— Source passage —
Japanese nuclear energy prototype back on track after 1995 accident.

Tokyo

Japan is taking steps to restart its prototype fast-breeder nuclear reactor, which has been sitting dormant in the northern state of Fukui since an accident in 1995.

In February, the Fukui government approved plans to restart the Monju reactor, effectively giving the go-ahead for a government plan to spend ¥15 billion (US$140 million) over the next few years to get the prototype running again.

Critics of the move point out that fast-breeder technology has been abandoned in Britain, the United States and Germany.

“It was a mistake to build the Monju reactor. It is too expensive and time-consuming,” says Hitoshi Yoshioka, a specialist in the history of science and science policy at Kyushu University and a member of Japan's Atomic Energy Commission.

However, India and China are forging ahead with fast-breeders, which use mixed oxides of plutonium and uranium as fuel and produce more fissile material than they consume. Japan's determination to press on with the project suggests that in Asian nations with limited sources of energy the technology still has a future.

“Japan needs to look for new energy resources,” says Hiroshi Nunota, an official at the nuclear fuel cycle section of the education ministry, which is funding the project.

The government of Fukui had been reluctant to allow the reactor to restart following public concern about an accident in 1995, when liquid sodium coolant leaked from the reactor's secondary cooling system.

Critics of the project claim that the state only reversed its decision after the central government agreed to provide economic packages and to link Fukui to Tokyo by bullet train.

Japan's Nuclear Cycle Development Institute has been working on the project since 1968 and its cost to date is estimated at ¥800 billion. A final obstacle to its resuming operation — a 2003 court ruling that nullified its construction permit — is likely to be overturned during the next couple of months, say energy analysts.

The institute still needs to win approval from the local government and residents before restarting the operation. But most analysts think that this approval will also be forthcoming.

— Task instructions —
a) In the Monju reactor article, condense the paragraph that begins "Japan's Nuclear Cycle Development Institute has been working" into a shorter version that keeps its main facts.
b) Reproduce the Monju reactor article word for word, from "Japan is taking" to "States and Germany.".

— Given information —
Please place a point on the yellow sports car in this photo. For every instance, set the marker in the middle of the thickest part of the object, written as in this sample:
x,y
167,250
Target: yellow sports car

— Outputs for the tasks —
a) The Nuclear Cycle Development Institute has worked on the project since 1968, at an estimated cost so far of ¥800 billion. Energy analysts expect the last obstacle to restarting, a 2003 court ruling that voided its construction permit, to be overturned within a couple of months.

b)
Japan is taking steps to restart its prototype fast-breeder nuclear reactor, which has been sitting dormant in the northern state of Fukui since an accident in 1995.

In February, the Fukui government approved plans to restart the Monju reactor, effectively giving the go-ahead for a government plan to spend ¥15 billion (US$140 million) over the next few years to get the prototype running again.

Critics of the move point out that fast-breeder technology has been abandoned in Britain, the United States and Germany.